Content starts

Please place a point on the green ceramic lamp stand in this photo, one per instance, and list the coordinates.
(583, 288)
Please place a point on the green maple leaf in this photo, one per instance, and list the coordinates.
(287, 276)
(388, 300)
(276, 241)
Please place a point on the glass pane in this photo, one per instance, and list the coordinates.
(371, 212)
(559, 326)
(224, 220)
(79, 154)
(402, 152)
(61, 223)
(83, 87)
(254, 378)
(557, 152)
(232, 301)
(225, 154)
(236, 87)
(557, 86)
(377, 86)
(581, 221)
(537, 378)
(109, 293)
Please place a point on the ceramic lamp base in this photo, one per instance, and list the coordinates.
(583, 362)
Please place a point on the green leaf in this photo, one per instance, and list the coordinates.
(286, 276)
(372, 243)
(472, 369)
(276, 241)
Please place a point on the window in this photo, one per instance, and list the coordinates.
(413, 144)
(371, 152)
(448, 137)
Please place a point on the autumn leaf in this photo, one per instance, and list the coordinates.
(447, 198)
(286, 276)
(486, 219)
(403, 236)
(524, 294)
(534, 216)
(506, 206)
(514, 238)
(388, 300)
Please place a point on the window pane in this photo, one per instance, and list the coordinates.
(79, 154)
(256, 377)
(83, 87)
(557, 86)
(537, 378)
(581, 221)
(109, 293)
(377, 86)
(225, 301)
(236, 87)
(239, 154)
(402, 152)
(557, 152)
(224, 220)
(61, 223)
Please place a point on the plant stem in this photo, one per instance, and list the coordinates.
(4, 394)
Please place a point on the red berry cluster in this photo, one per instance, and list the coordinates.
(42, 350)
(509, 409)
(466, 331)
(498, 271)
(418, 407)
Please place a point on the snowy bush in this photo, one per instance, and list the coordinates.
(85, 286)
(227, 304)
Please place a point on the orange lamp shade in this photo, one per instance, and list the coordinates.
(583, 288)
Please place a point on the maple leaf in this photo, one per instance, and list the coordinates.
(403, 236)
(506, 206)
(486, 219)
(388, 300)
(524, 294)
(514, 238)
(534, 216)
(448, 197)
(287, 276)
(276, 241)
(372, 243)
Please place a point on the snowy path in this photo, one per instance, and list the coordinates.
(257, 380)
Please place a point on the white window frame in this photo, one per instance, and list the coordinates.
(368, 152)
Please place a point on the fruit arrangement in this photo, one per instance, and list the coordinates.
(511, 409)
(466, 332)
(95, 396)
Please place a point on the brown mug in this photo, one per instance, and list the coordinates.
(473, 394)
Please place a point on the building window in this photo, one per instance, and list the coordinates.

Content ends

[WHAT THE TASK REQUIRES]
Output the line bearing "Please place a point on the maple" along with all the lines after it through the end of the entries, exactly, and no other lines.

[RESPONSE TO THE TASK]
Please place a point on the maple leaf in this photo, one per instance, and list the coordinates.
(403, 236)
(506, 206)
(486, 219)
(388, 300)
(524, 294)
(514, 238)
(534, 216)
(448, 197)
(287, 276)
(276, 241)
(372, 243)
Please place a point on the snowy path in this photo, one per instance, and list the coordinates.
(257, 380)
Please place a point on the white window frame in this photo, one per instance, and list the coordinates.
(368, 152)
Please place a point on the fruit arrangement in this photo, one per instance, and list the coordinates.
(511, 409)
(466, 332)
(95, 396)
Please place a point on the brown mug in this photo, one per instance, and list the coordinates.
(473, 394)
Please place a point on the building window in this photo, one per instance, and list the coordinates.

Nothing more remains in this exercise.